• Action item
Your reply should hold exactly the lines from the one that contains "The component shall indicate each instance of the window frame" through the end of the data. Repeat them word for word.

• Available data
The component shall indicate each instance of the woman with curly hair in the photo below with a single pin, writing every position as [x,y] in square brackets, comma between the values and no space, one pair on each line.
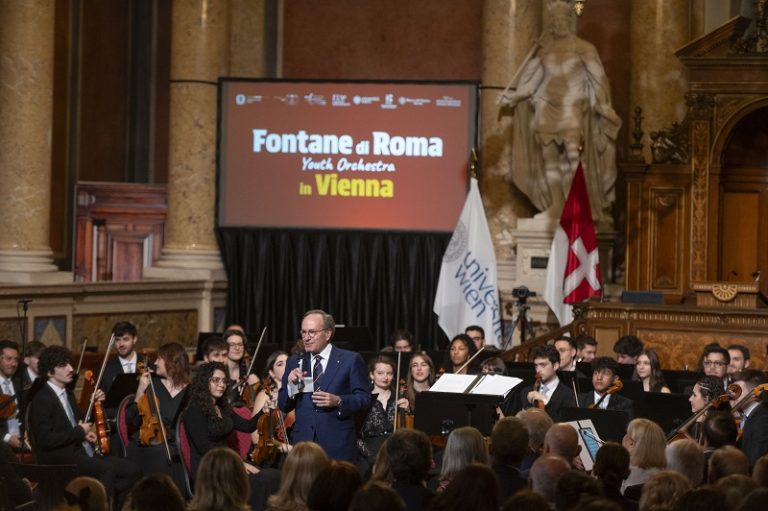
[648,371]
[170,381]
[209,421]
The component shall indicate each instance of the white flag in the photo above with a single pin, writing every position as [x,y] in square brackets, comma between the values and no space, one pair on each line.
[466,292]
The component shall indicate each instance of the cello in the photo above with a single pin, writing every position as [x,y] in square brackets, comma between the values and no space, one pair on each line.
[100,422]
[152,430]
[732,393]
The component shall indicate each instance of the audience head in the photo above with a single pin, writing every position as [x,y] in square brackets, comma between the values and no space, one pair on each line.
[715,360]
[221,483]
[627,349]
[760,471]
[719,429]
[611,464]
[646,443]
[477,334]
[376,496]
[473,488]
[465,445]
[544,474]
[725,461]
[408,453]
[705,498]
[334,487]
[156,492]
[493,365]
[562,440]
[302,465]
[402,340]
[566,346]
[739,358]
[537,422]
[86,493]
[586,347]
[546,359]
[526,500]
[509,442]
[686,457]
[572,486]
[214,349]
[735,487]
[704,391]
[662,490]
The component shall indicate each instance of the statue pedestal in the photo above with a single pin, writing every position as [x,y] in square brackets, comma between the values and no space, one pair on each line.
[533,241]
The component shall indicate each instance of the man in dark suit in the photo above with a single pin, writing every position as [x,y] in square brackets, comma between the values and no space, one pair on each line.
[754,432]
[59,435]
[340,381]
[550,392]
[604,378]
[11,389]
[127,361]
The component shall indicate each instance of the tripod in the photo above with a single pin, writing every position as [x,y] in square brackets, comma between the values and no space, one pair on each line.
[520,322]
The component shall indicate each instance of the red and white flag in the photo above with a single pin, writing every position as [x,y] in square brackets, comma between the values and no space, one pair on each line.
[573,270]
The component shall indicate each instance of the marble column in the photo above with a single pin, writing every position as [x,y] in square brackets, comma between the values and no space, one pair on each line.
[659,80]
[199,55]
[509,29]
[26,114]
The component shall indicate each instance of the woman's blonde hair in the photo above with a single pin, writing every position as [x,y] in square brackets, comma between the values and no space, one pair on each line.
[302,465]
[649,444]
[465,446]
[221,483]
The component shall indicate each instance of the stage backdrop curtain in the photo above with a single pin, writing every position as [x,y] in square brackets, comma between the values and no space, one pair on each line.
[381,280]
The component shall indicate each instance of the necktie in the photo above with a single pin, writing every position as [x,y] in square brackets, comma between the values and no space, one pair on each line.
[317,370]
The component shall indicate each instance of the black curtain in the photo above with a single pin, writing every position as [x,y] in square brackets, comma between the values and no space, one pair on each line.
[380,280]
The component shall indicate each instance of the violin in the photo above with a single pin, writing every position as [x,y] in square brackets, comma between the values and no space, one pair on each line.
[100,422]
[152,429]
[616,386]
[268,446]
[731,394]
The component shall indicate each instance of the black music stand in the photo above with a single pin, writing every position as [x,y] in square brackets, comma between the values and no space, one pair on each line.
[611,425]
[439,413]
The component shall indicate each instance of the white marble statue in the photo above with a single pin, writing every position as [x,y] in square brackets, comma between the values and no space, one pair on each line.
[562,101]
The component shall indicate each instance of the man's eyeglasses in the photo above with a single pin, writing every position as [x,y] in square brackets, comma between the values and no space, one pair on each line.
[310,333]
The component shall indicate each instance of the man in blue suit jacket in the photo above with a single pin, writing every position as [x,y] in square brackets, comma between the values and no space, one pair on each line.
[340,381]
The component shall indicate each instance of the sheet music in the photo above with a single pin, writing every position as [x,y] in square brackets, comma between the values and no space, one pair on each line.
[496,385]
[454,383]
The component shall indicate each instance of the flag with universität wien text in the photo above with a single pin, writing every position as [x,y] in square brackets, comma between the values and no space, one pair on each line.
[573,270]
[467,293]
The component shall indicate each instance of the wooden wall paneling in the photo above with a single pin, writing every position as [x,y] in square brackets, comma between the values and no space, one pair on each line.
[666,240]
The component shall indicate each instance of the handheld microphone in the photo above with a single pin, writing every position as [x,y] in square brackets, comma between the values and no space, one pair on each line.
[301,354]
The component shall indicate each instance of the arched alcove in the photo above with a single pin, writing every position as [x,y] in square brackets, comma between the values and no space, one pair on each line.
[743,204]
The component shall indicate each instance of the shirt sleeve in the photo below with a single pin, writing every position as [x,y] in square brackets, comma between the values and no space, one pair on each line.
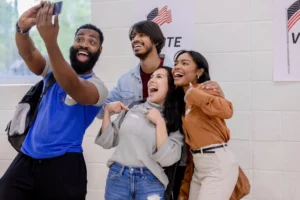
[48,67]
[114,95]
[109,138]
[102,90]
[209,102]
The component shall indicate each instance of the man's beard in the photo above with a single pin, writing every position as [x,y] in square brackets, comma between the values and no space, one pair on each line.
[143,56]
[83,67]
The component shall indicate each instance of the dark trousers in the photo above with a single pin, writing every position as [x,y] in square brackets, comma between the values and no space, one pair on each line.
[60,178]
[178,178]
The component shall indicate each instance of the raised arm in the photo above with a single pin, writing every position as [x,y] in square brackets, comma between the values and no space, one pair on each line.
[210,102]
[32,57]
[108,136]
[82,91]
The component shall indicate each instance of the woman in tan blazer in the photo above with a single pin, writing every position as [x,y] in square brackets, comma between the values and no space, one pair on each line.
[215,166]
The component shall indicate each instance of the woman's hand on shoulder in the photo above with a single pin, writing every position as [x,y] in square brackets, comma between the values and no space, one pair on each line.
[116,107]
[154,116]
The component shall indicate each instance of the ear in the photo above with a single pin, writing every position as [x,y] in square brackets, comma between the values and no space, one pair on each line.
[200,72]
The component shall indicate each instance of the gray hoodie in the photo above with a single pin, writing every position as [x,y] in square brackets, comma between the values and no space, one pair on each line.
[134,137]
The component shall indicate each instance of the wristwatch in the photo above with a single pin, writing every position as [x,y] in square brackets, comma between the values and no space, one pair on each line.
[19,30]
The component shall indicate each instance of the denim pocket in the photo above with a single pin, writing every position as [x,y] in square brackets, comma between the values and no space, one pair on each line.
[113,173]
[150,178]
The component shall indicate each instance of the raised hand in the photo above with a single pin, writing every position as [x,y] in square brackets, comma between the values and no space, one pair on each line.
[212,85]
[28,18]
[47,30]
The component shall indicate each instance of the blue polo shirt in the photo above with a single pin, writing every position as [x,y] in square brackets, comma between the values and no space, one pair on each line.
[61,122]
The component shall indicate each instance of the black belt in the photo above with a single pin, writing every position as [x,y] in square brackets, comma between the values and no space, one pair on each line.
[208,150]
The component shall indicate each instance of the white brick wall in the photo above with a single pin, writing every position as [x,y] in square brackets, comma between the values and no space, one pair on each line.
[236,37]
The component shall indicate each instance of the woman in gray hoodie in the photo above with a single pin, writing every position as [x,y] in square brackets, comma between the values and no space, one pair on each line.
[147,138]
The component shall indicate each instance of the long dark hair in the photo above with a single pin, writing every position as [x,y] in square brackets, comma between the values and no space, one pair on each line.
[152,30]
[200,61]
[174,104]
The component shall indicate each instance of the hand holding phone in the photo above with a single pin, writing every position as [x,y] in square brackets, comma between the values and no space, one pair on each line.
[57,8]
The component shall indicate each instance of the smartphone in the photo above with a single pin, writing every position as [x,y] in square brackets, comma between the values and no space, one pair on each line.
[57,7]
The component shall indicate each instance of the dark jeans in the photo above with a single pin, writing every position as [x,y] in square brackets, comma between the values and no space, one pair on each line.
[178,178]
[60,178]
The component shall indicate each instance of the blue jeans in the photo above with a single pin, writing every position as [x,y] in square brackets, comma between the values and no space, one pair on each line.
[132,183]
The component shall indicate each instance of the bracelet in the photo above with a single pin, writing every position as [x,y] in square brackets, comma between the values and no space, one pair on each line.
[19,30]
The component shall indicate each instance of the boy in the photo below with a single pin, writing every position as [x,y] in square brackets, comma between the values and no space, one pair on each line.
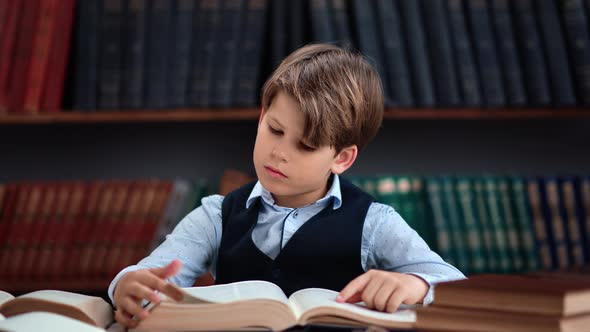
[300,225]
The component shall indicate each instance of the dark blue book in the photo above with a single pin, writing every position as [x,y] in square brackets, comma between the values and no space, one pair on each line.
[442,56]
[396,65]
[321,22]
[279,41]
[159,43]
[180,54]
[575,21]
[487,54]
[298,25]
[88,16]
[370,42]
[508,53]
[227,52]
[251,46]
[134,52]
[469,85]
[111,55]
[341,22]
[420,67]
[558,65]
[532,53]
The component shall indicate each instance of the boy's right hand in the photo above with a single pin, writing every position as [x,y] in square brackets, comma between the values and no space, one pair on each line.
[136,286]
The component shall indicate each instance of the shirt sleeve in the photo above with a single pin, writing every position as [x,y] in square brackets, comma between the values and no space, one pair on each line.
[390,244]
[194,241]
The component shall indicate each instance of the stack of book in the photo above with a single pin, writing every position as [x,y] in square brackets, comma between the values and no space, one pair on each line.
[490,303]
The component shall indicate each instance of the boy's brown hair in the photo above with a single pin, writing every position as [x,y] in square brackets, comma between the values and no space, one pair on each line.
[337,90]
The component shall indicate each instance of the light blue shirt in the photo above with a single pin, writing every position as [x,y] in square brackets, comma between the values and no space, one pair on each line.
[388,242]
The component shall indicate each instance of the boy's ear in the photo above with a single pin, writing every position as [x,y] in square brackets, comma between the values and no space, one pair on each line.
[344,159]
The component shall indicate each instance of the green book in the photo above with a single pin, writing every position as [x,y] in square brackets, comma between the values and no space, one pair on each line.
[499,230]
[485,226]
[442,229]
[474,238]
[524,224]
[514,244]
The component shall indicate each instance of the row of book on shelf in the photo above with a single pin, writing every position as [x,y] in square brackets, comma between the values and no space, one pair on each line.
[480,224]
[158,54]
[87,230]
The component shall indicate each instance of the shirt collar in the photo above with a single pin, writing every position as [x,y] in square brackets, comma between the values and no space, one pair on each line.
[260,192]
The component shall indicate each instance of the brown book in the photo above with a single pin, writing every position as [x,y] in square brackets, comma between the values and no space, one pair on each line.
[463,319]
[262,305]
[524,294]
[88,309]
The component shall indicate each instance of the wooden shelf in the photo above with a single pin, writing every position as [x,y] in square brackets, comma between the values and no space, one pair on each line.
[22,286]
[239,114]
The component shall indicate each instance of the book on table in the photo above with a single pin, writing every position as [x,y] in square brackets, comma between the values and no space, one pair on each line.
[261,304]
[91,310]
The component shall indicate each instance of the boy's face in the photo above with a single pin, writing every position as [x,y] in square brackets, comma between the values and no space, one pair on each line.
[294,172]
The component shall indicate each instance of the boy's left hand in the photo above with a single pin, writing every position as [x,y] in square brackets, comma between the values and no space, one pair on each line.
[383,290]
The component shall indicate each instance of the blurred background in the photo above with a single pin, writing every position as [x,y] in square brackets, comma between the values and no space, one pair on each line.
[116,116]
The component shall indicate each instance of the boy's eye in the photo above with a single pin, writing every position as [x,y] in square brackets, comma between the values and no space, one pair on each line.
[274,131]
[306,147]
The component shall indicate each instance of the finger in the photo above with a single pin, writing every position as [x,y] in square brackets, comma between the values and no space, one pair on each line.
[124,318]
[167,271]
[383,295]
[351,293]
[395,300]
[370,292]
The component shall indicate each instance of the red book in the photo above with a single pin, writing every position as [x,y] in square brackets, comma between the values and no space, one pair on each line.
[58,58]
[7,45]
[40,50]
[27,28]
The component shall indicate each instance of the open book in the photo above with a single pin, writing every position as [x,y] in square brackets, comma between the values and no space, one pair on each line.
[261,304]
[88,309]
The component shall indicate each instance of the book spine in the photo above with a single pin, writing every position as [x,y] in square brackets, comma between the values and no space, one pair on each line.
[555,223]
[26,31]
[226,57]
[370,43]
[109,87]
[179,62]
[40,55]
[441,53]
[508,53]
[420,66]
[575,21]
[541,237]
[486,51]
[558,65]
[443,234]
[531,53]
[515,248]
[473,234]
[7,45]
[525,224]
[395,53]
[574,231]
[468,77]
[55,80]
[250,63]
[134,54]
[159,41]
[89,16]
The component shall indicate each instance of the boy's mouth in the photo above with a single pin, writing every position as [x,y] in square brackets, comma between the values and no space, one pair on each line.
[274,172]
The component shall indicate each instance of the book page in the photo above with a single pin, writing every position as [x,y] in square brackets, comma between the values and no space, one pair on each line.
[5,297]
[43,321]
[237,291]
[305,301]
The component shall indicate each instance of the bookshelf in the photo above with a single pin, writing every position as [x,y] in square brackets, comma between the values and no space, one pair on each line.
[246,114]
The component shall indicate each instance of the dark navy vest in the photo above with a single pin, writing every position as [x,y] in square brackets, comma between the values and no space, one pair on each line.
[324,252]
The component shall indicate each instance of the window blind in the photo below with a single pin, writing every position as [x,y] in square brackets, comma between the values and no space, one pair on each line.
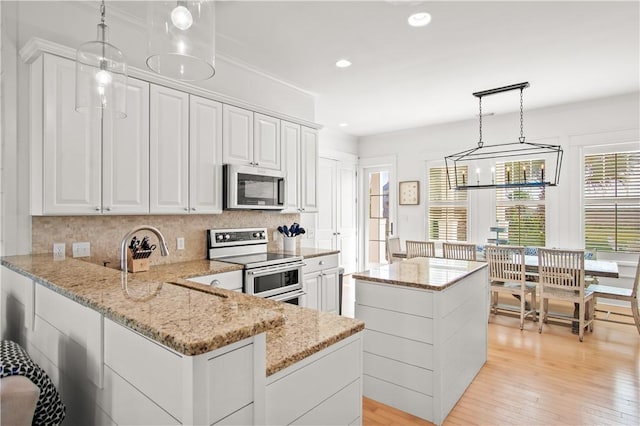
[612,201]
[447,214]
[521,210]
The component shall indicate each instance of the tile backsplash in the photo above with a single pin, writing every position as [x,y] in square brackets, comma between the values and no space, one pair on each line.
[104,233]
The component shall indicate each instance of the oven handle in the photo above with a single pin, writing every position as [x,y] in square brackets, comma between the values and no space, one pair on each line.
[287,296]
[272,269]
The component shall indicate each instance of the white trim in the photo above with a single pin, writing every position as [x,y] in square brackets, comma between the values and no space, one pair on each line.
[36,46]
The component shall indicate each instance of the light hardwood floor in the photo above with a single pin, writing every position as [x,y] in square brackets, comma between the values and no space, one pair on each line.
[544,379]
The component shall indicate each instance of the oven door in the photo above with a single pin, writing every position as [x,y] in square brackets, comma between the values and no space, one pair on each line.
[273,280]
[291,297]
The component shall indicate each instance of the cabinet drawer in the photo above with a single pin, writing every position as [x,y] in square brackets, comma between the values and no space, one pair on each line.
[154,370]
[293,395]
[320,263]
[395,298]
[397,324]
[242,417]
[230,378]
[399,373]
[401,398]
[403,350]
[341,409]
[231,280]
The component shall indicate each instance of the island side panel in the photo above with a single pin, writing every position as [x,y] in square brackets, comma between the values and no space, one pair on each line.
[462,335]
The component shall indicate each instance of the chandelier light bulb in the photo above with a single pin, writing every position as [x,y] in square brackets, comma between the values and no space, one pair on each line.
[181,17]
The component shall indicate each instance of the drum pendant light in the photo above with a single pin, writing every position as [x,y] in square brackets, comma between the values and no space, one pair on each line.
[101,75]
[182,39]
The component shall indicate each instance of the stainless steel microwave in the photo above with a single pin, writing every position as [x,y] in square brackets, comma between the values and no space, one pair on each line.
[253,188]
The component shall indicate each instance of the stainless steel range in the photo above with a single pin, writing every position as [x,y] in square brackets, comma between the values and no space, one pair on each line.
[276,276]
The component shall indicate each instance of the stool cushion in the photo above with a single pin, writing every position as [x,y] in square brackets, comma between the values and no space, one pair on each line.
[14,361]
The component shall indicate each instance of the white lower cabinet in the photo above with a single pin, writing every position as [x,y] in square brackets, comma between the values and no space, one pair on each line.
[320,283]
[324,388]
[231,280]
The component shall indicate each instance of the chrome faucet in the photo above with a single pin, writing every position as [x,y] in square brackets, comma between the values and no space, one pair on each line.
[123,245]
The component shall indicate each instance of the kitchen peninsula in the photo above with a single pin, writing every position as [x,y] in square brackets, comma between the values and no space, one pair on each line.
[154,348]
[426,332]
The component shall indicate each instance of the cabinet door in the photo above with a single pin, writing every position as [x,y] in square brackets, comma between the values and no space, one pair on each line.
[329,297]
[125,155]
[311,286]
[266,142]
[71,145]
[205,155]
[290,137]
[309,170]
[237,135]
[169,150]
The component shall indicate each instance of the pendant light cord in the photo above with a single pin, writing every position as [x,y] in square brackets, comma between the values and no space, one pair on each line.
[480,143]
[521,118]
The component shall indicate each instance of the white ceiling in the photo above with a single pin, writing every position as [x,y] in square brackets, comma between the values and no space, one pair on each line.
[406,77]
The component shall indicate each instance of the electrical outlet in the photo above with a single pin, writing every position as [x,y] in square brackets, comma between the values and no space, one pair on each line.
[81,249]
[58,250]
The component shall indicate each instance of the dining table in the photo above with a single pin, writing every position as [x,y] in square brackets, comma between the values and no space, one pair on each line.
[596,268]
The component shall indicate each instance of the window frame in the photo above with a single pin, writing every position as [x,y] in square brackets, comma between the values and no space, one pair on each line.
[614,148]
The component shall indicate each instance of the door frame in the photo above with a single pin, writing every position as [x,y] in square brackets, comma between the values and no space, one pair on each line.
[387,162]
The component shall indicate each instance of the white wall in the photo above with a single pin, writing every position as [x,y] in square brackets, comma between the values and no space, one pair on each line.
[595,122]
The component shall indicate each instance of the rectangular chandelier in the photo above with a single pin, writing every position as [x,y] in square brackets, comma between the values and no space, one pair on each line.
[514,164]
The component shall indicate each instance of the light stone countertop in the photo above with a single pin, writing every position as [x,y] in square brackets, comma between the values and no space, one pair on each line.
[188,317]
[428,273]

• Exercise result
The component shall indicate each instance of the window frame in the photo above with a single pin, writing every position as [x,y] in square brackets, comma between the values and no space, one pair on each line.
[614,148]
The component shall indicate each instance of the door frame in the photo above with a single pin, writing every position as [x,y] in square brackets, comma between the values and no space, one pair on each line.
[387,162]
The component shall indicate each instance of the white wall in the photo above with a single pin, writing every position as [x,y] in square brackets, comma between the values and no space, one pair on each line.
[595,122]
The component shall indicate each instance of the rectangular chandelier in the photo above with a single pin, writing every position as [x,y] in square brackets, comma between the values and no space, one pair on each line.
[514,164]
The component shall indicate each instance of the light stone countertop in the photo above with a single pin, writing every position as [x,y] in square brackets, comma between the values and no space, one pair on each line.
[188,317]
[428,273]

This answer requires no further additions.